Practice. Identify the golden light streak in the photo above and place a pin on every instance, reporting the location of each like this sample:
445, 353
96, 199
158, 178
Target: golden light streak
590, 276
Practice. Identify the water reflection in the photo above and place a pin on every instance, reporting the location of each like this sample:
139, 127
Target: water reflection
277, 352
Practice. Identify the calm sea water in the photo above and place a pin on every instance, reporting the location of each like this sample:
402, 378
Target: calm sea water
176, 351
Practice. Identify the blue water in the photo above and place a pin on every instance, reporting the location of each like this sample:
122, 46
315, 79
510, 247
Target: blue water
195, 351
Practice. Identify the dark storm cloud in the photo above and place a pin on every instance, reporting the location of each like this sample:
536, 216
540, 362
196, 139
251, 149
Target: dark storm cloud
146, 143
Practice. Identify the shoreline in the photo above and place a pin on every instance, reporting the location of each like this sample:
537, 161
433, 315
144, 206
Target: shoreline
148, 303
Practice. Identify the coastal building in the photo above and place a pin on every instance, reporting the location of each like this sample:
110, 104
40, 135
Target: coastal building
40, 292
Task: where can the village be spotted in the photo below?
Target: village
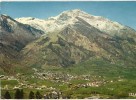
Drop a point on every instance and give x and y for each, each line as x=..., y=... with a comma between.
x=23, y=82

++++++++

Omit every picture while copying the listing above exactly.

▶ _EXPECTED ANSWER_
Practice. Identify the golden light streak in the photo above and place a pin on every instance, reporting the location of each like this sample:
445, 353
96, 199
158, 178
Target: golden light streak
590, 276
Practice. Identify the water reflection in the photo above and place a pin on every instance, reporting the location of each like this sample:
139, 127
Target: water reflection
277, 352
Practice. Identify the calm sea water in the photo above and place a pin on every instance, reporting the location of each like this sample:
402, 378
Target: calm sea water
176, 351
Practice. Identify the blue water in the photo above and place a pin on every instance, reporting the location of each like this sample:
122, 46
315, 79
510, 247
Target: blue water
195, 351
Practice. Identify the dark storm cloud in the photo above and place a pin on every instance, reporting the location of each like this sample:
536, 216
540, 362
196, 139
251, 149
Target: dark storm cloud
146, 143
Practice. Identify the shoreline in the photo above and place a pin on every instance, reporting the location of each like this sample:
537, 161
433, 315
144, 206
Target: shoreline
148, 303
Practice. Identify the coastal building in the photo above and place a pin on every instance, reporting the location of each like this sample:
110, 104
40, 135
Target: coastal building
40, 292
Task: where can the village be spotted in the photo below?
Target: village
Drop a point on every instance and give x and y for each, each line as x=..., y=... with a comma between.
x=23, y=82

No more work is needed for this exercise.